> [EXERCISE]: For this exercise, transcribe all of the entries exactly.

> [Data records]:
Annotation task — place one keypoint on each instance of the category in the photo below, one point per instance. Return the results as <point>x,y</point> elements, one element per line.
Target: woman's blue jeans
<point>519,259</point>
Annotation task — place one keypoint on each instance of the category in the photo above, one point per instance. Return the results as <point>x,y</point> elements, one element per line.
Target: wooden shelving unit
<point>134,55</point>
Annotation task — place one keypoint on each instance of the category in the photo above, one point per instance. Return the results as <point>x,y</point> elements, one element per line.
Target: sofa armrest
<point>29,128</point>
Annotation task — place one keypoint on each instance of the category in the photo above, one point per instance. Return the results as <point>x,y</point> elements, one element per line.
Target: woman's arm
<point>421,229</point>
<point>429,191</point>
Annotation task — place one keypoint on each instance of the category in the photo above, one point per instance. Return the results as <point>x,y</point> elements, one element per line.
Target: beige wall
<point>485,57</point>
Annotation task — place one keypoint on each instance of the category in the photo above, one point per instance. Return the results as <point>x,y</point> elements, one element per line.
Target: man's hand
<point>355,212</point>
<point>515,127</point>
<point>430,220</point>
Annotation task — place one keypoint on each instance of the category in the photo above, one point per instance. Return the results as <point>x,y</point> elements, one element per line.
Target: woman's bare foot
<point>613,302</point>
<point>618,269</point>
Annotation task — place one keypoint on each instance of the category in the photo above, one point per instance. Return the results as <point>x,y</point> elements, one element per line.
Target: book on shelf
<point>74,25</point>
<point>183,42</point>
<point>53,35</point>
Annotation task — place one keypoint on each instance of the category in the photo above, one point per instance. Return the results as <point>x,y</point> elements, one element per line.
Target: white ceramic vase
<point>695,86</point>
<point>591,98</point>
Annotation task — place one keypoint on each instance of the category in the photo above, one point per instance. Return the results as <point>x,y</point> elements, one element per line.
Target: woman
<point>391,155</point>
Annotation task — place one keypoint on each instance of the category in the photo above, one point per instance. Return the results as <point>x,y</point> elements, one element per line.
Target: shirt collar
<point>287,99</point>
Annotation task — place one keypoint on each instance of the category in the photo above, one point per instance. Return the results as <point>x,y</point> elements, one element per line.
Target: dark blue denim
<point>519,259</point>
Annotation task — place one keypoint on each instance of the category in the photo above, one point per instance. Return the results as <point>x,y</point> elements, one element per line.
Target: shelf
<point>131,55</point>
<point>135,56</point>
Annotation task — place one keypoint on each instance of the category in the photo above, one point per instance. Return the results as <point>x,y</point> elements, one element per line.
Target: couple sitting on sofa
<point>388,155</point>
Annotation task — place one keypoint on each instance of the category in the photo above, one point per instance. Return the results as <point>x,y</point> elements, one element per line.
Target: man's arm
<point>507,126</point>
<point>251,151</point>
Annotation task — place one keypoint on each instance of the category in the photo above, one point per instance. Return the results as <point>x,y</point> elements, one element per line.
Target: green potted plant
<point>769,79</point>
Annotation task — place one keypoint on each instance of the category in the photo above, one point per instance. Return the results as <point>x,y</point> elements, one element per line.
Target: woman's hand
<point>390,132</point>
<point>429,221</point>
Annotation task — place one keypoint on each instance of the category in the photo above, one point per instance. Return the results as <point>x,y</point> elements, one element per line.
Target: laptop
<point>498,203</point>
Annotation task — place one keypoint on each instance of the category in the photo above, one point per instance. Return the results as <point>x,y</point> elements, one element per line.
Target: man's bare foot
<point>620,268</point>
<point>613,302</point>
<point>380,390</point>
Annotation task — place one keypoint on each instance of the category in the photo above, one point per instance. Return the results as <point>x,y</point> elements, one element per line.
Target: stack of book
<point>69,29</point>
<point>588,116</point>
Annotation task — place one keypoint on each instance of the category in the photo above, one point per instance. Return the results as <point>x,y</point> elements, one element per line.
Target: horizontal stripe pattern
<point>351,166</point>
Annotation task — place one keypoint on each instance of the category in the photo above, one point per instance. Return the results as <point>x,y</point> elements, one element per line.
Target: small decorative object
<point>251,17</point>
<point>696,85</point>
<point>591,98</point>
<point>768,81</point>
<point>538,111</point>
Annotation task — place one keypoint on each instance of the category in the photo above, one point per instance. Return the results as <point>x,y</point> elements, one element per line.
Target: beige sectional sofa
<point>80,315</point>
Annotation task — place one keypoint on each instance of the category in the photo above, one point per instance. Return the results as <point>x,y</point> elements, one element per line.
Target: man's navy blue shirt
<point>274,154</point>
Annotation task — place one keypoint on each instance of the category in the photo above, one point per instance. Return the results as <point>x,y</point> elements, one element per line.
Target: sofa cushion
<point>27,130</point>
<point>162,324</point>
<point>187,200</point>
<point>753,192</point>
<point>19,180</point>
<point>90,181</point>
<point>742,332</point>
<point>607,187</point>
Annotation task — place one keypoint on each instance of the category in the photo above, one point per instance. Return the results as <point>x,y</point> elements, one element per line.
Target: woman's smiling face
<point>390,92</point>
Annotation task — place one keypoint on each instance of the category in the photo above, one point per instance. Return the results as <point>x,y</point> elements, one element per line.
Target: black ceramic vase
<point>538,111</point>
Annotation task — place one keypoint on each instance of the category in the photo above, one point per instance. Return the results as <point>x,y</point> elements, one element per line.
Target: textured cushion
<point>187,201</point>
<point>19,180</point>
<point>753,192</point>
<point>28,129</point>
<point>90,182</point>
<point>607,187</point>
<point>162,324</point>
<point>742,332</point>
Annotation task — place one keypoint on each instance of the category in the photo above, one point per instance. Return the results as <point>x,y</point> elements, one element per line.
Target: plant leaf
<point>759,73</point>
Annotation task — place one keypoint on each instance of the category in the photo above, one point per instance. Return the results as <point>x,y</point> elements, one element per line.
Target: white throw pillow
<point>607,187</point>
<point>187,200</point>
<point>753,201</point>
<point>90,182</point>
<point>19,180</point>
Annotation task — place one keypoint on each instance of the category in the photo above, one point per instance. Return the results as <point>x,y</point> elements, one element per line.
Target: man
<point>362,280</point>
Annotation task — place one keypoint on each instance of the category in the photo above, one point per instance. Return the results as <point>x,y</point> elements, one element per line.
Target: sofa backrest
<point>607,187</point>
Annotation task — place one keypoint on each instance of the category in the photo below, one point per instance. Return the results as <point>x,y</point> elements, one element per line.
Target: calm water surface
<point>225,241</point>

> [RESPONSE TO THIS EXERCISE]:
Annotation task — place one keypoint on each instance of the category in the photo below, one point per instance. Return the results as <point>x,y</point> elements, one element per line.
Target: woman's blue jeans
<point>519,259</point>
Annotation task — place one keypoint on each instance of the category in the photo above, one point per instance. Return the results as <point>x,y</point> elements, one element per line.
Target: wooden shelving unit
<point>134,55</point>
Annotation task — place one keypoint on each instance of the category in the photo above, one point per instance. Return the results as <point>x,y</point> elements, one element per line.
Target: sofa armrest
<point>29,128</point>
Annotation task — place one keypoint on each instance of the category in the photo above, one point per instance. Return the results as <point>x,y</point> elements, one element per line.
Target: woman's arm
<point>421,229</point>
<point>429,191</point>
Annotation task — place one keypoint on each instance of the category in the photo above, one point per instance. Return the results as <point>x,y</point> elements, one element per line.
Target: beige wall
<point>485,57</point>
Annotation task — place one keypoint on each instance of the category in the photo above, one point per instance. Return the results as <point>x,y</point> elements, one element per line.
Target: man's hand
<point>355,212</point>
<point>515,127</point>
<point>430,220</point>
Annotation task — place one keypoint on each instance of the category in the photo above, one point per instance. Return the results as <point>x,y</point> elements, one element per line.
Target: woman's bare foot
<point>613,302</point>
<point>618,269</point>
Annotation task — place one keypoint on each instance of the category in the photo above, one point per instance. Return the results as <point>x,y</point> elements, one element per line.
Target: book on shelf
<point>74,25</point>
<point>183,42</point>
<point>53,35</point>
Annotation task — place one keypoint on each instance of the category in the photo above, one point per instance. Return the results as <point>x,y</point> elements, one element per line.
Target: white ceramic vase
<point>695,86</point>
<point>591,98</point>
Annotation task — place one keypoint on each instance of the category in the photo above, one point per instance. Return the results as <point>x,y</point> elements, one element per line.
Target: woman
<point>391,155</point>
Annotation task — place one keypoint on each instance of the category in the photo above, one point per instance. Return the results as <point>x,y</point> elements, one element per line.
Target: shirt collar
<point>287,99</point>
Annotation task — place one keypoint on each instance of the category in the photo above, one point per instance. Return the results as <point>x,y</point> elements, one element per line.
Target: dark blue denim
<point>519,259</point>
Annotation task — place one keypoint on each instance of the category in the photo above, one point per instance. Return the results as <point>x,y</point> elements, one element per line.
Target: shelf
<point>131,55</point>
<point>135,56</point>
Annotation task — place one keypoint on each instance of the category in the photo above, one point per instance. Return the results as <point>x,y</point> elements, one element per line.
Target: couple sitting on sofa
<point>388,155</point>
Annotation task — place one keypoint on each instance of the category in the photo above, one point per instance. Return the results as <point>x,y</point> elements, one element per line.
Target: man's arm
<point>507,126</point>
<point>251,151</point>
Annotation task — place one keypoint on each instance of the category in the photo above, one point per instance. Return the results as <point>x,y</point> elements, one element per line.
Target: green potted plant
<point>769,79</point>
Annotation task — place one keypoint on each instance of the category in the photo above, one point per instance. Return the results as <point>x,y</point> elements, one element per line.
Target: woman's hand
<point>390,132</point>
<point>429,221</point>
Annotation task — place one keypoint on each instance of the category in the photo above, one point per instance. Return the results as <point>x,y</point> elements, one element per line.
Target: laptop
<point>498,203</point>
Annotation task — place one keypoint on each instance of the category in the photo above, one point per instance. Return the results as <point>x,y</point> elements, one element per line.
Target: man's bare foot
<point>620,268</point>
<point>613,302</point>
<point>380,390</point>
Annotation task — place one keypoint on each instance of the category in the photo above, one point per instance. Return the results as <point>x,y</point> elements, one element per line.
Target: stack of book
<point>69,29</point>
<point>588,116</point>
Annotation task — place one keypoint on each instance of the category in the photo above, one point per instance. Return the results as <point>x,y</point> elements, one element per line.
Target: horizontal stripe pattern
<point>351,166</point>
Annotation task — place one keypoint on each instance of the category in the photo above, one point per instance. Return the results as <point>x,y</point> elements, one element per line.
Target: small decorative object
<point>251,17</point>
<point>696,85</point>
<point>591,98</point>
<point>768,81</point>
<point>538,111</point>
Annotation task — place one keypoint on each instance of the category in the photo above, one point per instance. Return the results as <point>x,y</point> elements, one element per line.
Target: beige sectional sofa
<point>80,315</point>
Annotation task — place one keypoint on each instance of the category in the photo above, one point per instance. Return the results as <point>x,y</point> elements, one element per line.
Target: man's navy blue shirt
<point>274,154</point>
Annotation task — place one keypoint on each instance of the category in the photo above, one point per instance. Return the results as <point>x,y</point> elements, one element per line.
Target: sofa cushion
<point>27,130</point>
<point>162,324</point>
<point>187,200</point>
<point>753,192</point>
<point>19,180</point>
<point>90,181</point>
<point>742,332</point>
<point>607,187</point>
Annotation task — place one keypoint on each instance of the category in the photo above, one point per instance. Return the results as <point>x,y</point> elements, one element per line.
Target: woman's smiling face
<point>390,92</point>
Annotation task — place one keypoint on each instance of the category in the photo above, one point per instance. Return the results as <point>x,y</point> elements, one element per line.
Target: black ceramic vase
<point>538,111</point>
Annotation task — place one keypoint on each instance of the category in the photo above, one point per instance. Return the results as <point>x,y</point> elements, one element per line.
Target: textured cushion
<point>187,201</point>
<point>19,180</point>
<point>753,192</point>
<point>28,129</point>
<point>90,182</point>
<point>607,187</point>
<point>162,324</point>
<point>742,332</point>
Annotation task — place one keypoint on each instance of the category in the photo above, one point per instance. Return the results as <point>x,y</point> elements, one element per line.
Target: plant leaf
<point>759,73</point>
Annotation task — place one keypoint on each instance of the category in the photo above, one point per instance. Return the results as <point>x,y</point> elements, one element per line.
Target: white throw pillow
<point>607,187</point>
<point>187,200</point>
<point>753,201</point>
<point>90,182</point>
<point>19,180</point>
Annotation task — place one keypoint on each instance of the category in the photo above, one point per instance. Return the results as <point>x,y</point> elements, one element per line.
Target: man
<point>362,280</point>
Annotation task — place one keypoint on each instance of the category in the photo above, one point per instance. Return the results as <point>x,y</point> elements, one element per line.
Target: sofa backrest
<point>607,187</point>
Annotation task — place one keypoint on each instance of the category in the photo below, one point per instance. Return the results as <point>x,y</point> elements, one element per line.
Target: calm water surface
<point>225,241</point>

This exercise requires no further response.